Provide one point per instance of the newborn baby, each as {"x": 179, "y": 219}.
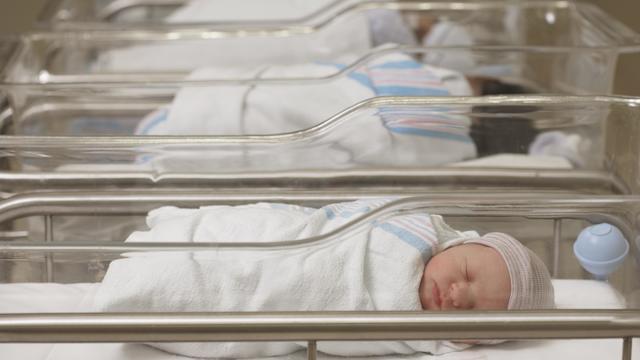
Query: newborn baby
{"x": 394, "y": 261}
{"x": 491, "y": 272}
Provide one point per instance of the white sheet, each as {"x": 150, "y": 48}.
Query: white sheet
{"x": 569, "y": 294}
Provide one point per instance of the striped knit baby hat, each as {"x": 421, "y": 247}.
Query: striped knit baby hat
{"x": 531, "y": 286}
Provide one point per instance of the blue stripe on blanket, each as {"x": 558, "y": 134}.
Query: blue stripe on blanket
{"x": 331, "y": 214}
{"x": 430, "y": 133}
{"x": 409, "y": 238}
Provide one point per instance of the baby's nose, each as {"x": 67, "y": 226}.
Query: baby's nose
{"x": 460, "y": 295}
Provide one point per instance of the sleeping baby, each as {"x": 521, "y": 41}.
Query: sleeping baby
{"x": 383, "y": 260}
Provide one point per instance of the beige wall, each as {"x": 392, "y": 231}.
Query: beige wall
{"x": 20, "y": 14}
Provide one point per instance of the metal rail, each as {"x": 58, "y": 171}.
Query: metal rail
{"x": 381, "y": 181}
{"x": 319, "y": 326}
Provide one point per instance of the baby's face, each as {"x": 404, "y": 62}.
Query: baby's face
{"x": 466, "y": 277}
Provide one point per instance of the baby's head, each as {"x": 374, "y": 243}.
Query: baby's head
{"x": 494, "y": 272}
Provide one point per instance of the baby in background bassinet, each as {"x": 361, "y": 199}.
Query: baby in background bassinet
{"x": 404, "y": 262}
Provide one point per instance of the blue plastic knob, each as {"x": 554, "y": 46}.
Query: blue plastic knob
{"x": 601, "y": 249}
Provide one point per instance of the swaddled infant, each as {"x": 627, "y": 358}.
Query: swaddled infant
{"x": 403, "y": 261}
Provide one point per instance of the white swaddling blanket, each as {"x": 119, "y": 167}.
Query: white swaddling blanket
{"x": 410, "y": 136}
{"x": 378, "y": 266}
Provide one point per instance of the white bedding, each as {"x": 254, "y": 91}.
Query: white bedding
{"x": 21, "y": 298}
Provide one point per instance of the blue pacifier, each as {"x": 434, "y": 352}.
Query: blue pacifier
{"x": 600, "y": 249}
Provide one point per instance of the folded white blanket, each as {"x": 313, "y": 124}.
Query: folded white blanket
{"x": 375, "y": 266}
{"x": 395, "y": 137}
{"x": 271, "y": 109}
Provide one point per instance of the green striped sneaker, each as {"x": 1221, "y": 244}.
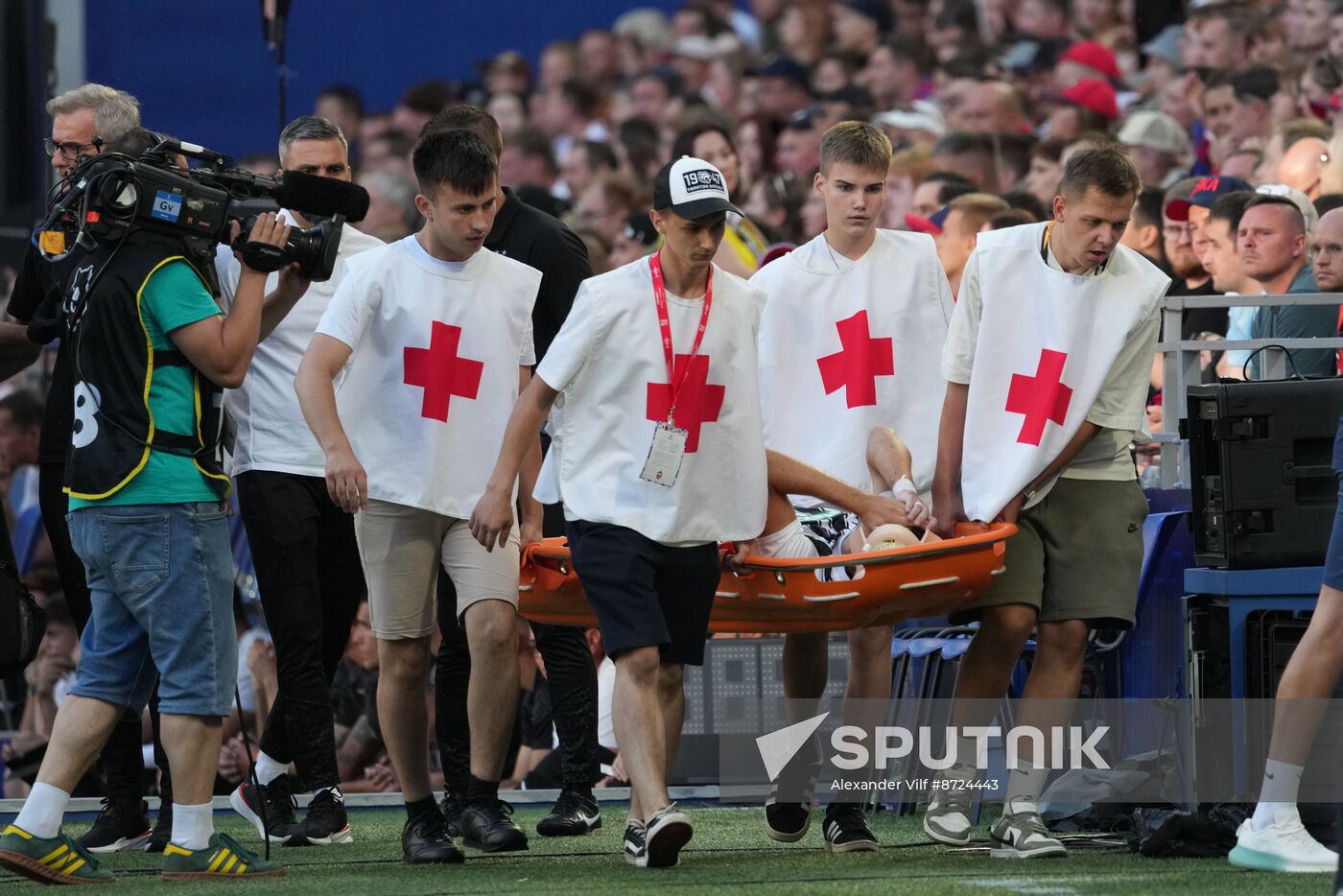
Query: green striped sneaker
{"x": 224, "y": 858}
{"x": 56, "y": 860}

Task goal:
Look above for the line containing "Provide one point per instance of the swaddled"; output that line and all lines after it through the last one exactly, without the pictures.

The answer:
Provide one point per instance of the swaddled infant, each as {"x": 627, "y": 358}.
Query: swaddled infant
{"x": 403, "y": 261}
Provide one point per instance of the white swaddling blanket, each as {"x": 119, "y": 167}.
Query: white swaddling blanket
{"x": 410, "y": 136}
{"x": 378, "y": 266}
Provide one point per instance of the white bedding, each as {"x": 254, "y": 91}.
Query: white bedding
{"x": 21, "y": 298}
Provide one point per instance of the blue pacifier, each as {"x": 434, "y": 352}.
Query: blue pacifier
{"x": 600, "y": 249}
Provide one point per instance of the folded white blanket, each as {"x": 313, "y": 124}.
Query: folded white blanket
{"x": 375, "y": 266}
{"x": 395, "y": 137}
{"x": 271, "y": 109}
Provide one point per instance of the green striped sneaker, each as {"x": 1221, "y": 244}.
Query: green striped sneaker
{"x": 224, "y": 858}
{"x": 56, "y": 860}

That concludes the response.